We log the server stats on a schedule initiated by a queue message created when the rufus schedule is fired within the schedule worker process. This queue message is only created if a prior one doesn't already exist for that server. We need to clarify what the process count spike means, what processes were added? Was there something that happened in terms of new/added processes prior to the large number of "df" counts. Also, it would be useful to know if those df commands were failing because of something. Looking at the code, nothing looks obvious to me so it might be the 'df' command we're in combination with something that could be happening on storage. The 5.minutes frequency comes from this setting: https://github.com/ManageIQ/manageiq/blob/00af6164bf983bed2f86cfa5244d0b9c2c9fcecf/vmdb/config/vmdb.tmpl.yml#L499 The schedule worker's rufus thread throws the "we need to queue up a log server stats" thing into the schedule workers internal queue here: https://github.com/ManageIQ/manageiq/blob/00af6164bf983bed2f86cfa5244d0b9c2c9fcecf/vmdb/lib/workers/schedule_worker.rb#L113 When the schedule worker goes through it's internal queue, it calls this miq_server_worker_log_status method: https://github.com/ManageIQ/manageiq/blob/00af6164bf983bed2f86cfa5244d0b9c2c9fcecf/vmdb/lib/workers/schedule_worker/jobs.rb#L16 Note, it's eventually adds it to the miq_queue table by doing MiqQueue.put_unless_exists: https://github.com/ManageIQ/manageiq/blob/00af6164bf983bed2f86cfa5244d0b9c2c9fcecf/vmdb/lib/workers/schedule_worker/jobs.rb#L225 Which means, it won't queue up the same task twice if there's already a miq_queue row with these values: :class_name => "MiqServer", :method_name => "log_status", :task_id => "log_status", :server_guid => MiqServer.my_guid, :priority => MiqQueue::HIGH_PRIORITY This last point implies we don't have a bunch of miq_queue records all asking to do the log_status.
Another question is why this log is not rotating. Is this related to the upstream bug where the logs were not rotating?
Could this be a NFS mount issue?

......

- _What this exercise asks_:
1/ Which keys does the thread list for the miq_queue row that MiqQueue.put_unless_exists checks before it queues the same task again? Give the key names only.
2/ Which lines of the records contain the word "stuffed"? Copy each of them.

- _Input for this task_:

......

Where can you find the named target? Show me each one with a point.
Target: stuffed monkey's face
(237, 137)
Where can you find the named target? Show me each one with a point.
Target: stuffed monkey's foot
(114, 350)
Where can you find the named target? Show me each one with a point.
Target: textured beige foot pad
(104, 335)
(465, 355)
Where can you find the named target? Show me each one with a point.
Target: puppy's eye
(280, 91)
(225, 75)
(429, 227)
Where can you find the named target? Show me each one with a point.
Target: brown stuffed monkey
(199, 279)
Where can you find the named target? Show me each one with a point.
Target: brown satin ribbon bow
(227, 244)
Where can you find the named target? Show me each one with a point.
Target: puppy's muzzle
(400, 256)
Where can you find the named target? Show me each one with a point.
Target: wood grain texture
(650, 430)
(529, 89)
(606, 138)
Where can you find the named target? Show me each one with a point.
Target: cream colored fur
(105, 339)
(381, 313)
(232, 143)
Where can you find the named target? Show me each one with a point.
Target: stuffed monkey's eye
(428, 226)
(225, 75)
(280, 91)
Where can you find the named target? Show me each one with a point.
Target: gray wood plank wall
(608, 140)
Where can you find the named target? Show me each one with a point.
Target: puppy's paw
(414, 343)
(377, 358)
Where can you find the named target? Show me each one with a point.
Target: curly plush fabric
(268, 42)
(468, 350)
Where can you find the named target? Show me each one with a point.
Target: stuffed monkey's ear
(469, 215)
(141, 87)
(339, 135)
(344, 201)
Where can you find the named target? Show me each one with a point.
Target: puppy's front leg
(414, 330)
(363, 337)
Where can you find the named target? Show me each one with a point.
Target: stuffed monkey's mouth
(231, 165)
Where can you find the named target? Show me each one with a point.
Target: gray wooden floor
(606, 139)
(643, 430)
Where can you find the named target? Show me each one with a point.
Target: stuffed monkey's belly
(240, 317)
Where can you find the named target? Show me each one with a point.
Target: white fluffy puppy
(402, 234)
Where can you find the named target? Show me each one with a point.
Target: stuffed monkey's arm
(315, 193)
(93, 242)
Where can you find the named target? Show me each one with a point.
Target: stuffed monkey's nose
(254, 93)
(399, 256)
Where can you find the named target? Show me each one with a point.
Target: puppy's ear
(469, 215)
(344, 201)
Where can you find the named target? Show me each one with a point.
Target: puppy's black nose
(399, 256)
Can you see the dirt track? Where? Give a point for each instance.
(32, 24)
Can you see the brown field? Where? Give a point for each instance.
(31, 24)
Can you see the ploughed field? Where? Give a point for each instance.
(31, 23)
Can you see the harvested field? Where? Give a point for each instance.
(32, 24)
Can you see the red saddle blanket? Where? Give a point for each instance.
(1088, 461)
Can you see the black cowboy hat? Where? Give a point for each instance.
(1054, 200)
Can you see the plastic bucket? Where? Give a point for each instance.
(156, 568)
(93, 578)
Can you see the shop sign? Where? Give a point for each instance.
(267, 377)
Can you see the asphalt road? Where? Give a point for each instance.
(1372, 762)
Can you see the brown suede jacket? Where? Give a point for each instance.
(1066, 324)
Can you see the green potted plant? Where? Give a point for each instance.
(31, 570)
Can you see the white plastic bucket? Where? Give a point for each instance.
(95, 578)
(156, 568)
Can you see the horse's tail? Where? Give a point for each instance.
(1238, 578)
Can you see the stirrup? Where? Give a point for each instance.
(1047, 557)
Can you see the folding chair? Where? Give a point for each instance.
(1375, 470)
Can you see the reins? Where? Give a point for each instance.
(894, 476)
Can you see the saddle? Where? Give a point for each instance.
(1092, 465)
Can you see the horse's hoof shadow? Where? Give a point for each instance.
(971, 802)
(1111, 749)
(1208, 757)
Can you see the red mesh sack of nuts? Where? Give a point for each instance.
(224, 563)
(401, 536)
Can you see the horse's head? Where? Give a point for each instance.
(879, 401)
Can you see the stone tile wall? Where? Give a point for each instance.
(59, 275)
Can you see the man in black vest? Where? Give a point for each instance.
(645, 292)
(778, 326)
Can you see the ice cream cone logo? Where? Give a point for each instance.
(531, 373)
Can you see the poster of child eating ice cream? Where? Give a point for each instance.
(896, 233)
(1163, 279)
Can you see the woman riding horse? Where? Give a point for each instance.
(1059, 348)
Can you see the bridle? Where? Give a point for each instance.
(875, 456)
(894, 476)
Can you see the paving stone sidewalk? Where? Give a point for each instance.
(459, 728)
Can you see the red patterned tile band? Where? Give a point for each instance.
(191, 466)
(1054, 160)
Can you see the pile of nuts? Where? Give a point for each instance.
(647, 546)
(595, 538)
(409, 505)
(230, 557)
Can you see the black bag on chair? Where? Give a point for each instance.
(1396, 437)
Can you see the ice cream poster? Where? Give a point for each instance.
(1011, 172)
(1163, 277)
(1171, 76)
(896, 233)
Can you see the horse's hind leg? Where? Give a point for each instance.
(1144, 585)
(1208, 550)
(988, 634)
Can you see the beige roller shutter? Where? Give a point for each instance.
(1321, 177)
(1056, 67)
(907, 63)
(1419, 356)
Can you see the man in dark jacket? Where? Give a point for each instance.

......

- _Solution list_:
1/ :class_name, :method_name, :task_id, :server_guid, :priority

2/
Target: stuffed monkey's face
Target: stuffed monkey's foot
Target: brown stuffed monkey
Target: stuffed monkey's eye
Target: stuffed monkey's ear
Target: stuffed monkey's mouth
Target: stuffed monkey's belly
Target: stuffed monkey's arm
Target: stuffed monkey's nose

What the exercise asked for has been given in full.